====== Materials provided ======

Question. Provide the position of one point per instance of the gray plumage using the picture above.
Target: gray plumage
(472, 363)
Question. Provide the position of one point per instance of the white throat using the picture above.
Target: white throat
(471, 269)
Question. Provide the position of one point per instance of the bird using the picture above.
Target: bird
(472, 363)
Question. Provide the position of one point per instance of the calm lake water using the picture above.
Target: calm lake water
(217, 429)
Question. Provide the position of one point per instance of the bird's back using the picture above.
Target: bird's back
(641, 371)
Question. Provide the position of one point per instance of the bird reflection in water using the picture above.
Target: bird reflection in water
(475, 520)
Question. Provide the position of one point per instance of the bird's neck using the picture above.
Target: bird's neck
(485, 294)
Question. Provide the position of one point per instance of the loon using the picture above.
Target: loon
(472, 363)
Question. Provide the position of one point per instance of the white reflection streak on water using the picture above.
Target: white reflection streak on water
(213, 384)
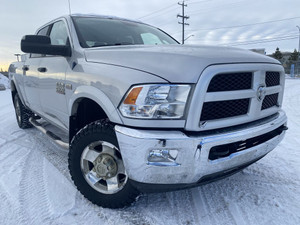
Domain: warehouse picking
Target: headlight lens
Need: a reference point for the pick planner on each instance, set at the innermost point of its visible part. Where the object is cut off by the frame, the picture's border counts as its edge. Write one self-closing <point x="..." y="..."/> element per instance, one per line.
<point x="155" y="101"/>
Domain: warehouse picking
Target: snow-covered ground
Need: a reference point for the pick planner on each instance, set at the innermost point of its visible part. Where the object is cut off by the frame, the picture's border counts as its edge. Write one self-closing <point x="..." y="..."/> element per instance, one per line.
<point x="35" y="185"/>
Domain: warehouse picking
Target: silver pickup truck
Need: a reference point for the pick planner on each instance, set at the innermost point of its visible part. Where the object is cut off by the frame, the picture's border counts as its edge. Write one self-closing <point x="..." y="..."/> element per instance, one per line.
<point x="139" y="112"/>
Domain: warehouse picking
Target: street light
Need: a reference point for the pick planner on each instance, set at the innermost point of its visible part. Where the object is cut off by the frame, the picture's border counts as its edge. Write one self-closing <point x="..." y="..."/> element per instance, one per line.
<point x="298" y="52"/>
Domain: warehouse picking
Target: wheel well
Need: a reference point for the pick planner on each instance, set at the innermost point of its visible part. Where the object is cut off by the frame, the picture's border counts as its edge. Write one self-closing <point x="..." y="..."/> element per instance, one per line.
<point x="84" y="112"/>
<point x="13" y="90"/>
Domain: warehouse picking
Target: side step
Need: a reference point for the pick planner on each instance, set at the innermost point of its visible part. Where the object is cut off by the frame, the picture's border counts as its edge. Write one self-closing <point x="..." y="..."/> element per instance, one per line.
<point x="54" y="137"/>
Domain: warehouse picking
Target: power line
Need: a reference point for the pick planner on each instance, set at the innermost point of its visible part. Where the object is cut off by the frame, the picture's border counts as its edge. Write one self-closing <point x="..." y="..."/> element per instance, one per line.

======

What to work on – Return each line exactly as written. Any picture gets left out.

Exercise answer –
Question. Provide the position of one point per instance of the gray plumage using the picture above.
Target: gray plumage
(472, 363)
Question. Provide the position of one point per instance of the white throat using the picture above.
Target: white throat
(471, 269)
Question. Provide the position of one point per instance of the bird using the picture above.
Target: bird
(472, 363)
Question. Provide the position of one point per instance of the calm lake water using the picture above.
Target: calm lake water
(217, 429)
Question. Provide the position of one point per instance of the bird's back using the picture above.
Target: bird's back
(641, 371)
Question. Provide the position of one point per instance of the bird reflection in water using the picture above.
Target: bird reflection in water
(475, 520)
Question. Provide the position of one point per instance of the bird's neck using the picture above.
Target: bird's neck
(485, 294)
Question. Provide the position of one point per instance of the loon using the picture above.
Target: loon
(472, 363)
Question. Provide the position of one point per instance of the white reflection streak on water using the picture above.
Target: white reflection streak on water
(213, 384)
Domain: warehouse picking
Target: headlight lens
Need: a reference point for the pick planner on each instance, set at the innermost point of its visible part. Where the object is cut off by the frame, the picture's border counts as its edge. Write one self-closing <point x="..." y="..."/> element per instance, one per line.
<point x="155" y="101"/>
Domain: warehouse picking
Target: snow-covered ground
Need: a reference point for the pick planner on each instance, set at the innermost point of its visible part. Where the object is cut off by the frame, the picture's border counts as its edge. Write one self-closing <point x="..." y="..."/> element per instance, one per line.
<point x="35" y="185"/>
Domain: warehouse picking
Target: silver pickup truck
Need: a reference point for the pick planner on each instance, set at the innermost point of its visible part. Where the object is cut off by the frame, the picture's border counts as its edge. Write one self-closing <point x="..." y="..."/> element per instance, one per line.
<point x="139" y="112"/>
Domain: warehouse picking
Target: street light
Need: a reference point for the pick planner on each instance, set at the innermost point of its visible part. Where the object is cut off by the frame, the picture's border counts as its edge. Write one self-closing <point x="..." y="..."/> element per instance, one per line.
<point x="298" y="52"/>
Domain: warehouse picking
Target: wheel well
Need: a reference point for the pick planner on each instance, set at the innermost point of its visible part. Where the object is cut off by the frame, the picture's border counts as its edge. Write one self-closing <point x="..." y="..."/> element per instance, one per line.
<point x="84" y="112"/>
<point x="13" y="90"/>
Domain: warehouse picking
Target: side step
Need: a reference point for the pick planner on each instance, set at the innermost point of its visible part. Where the object is cut off by the frame, the picture's border counts as its edge. Write one self-closing <point x="..." y="..."/> element per instance, one per line.
<point x="54" y="137"/>
Domain: warehouse picking
Target: power line
Need: a reference point for the pick planner on each instance, set at the innermost point of its visible part. Where the object is cut off by the frame, the picture's border counts as its edge. Write one self-closing <point x="..." y="..."/> element per instance, one per line.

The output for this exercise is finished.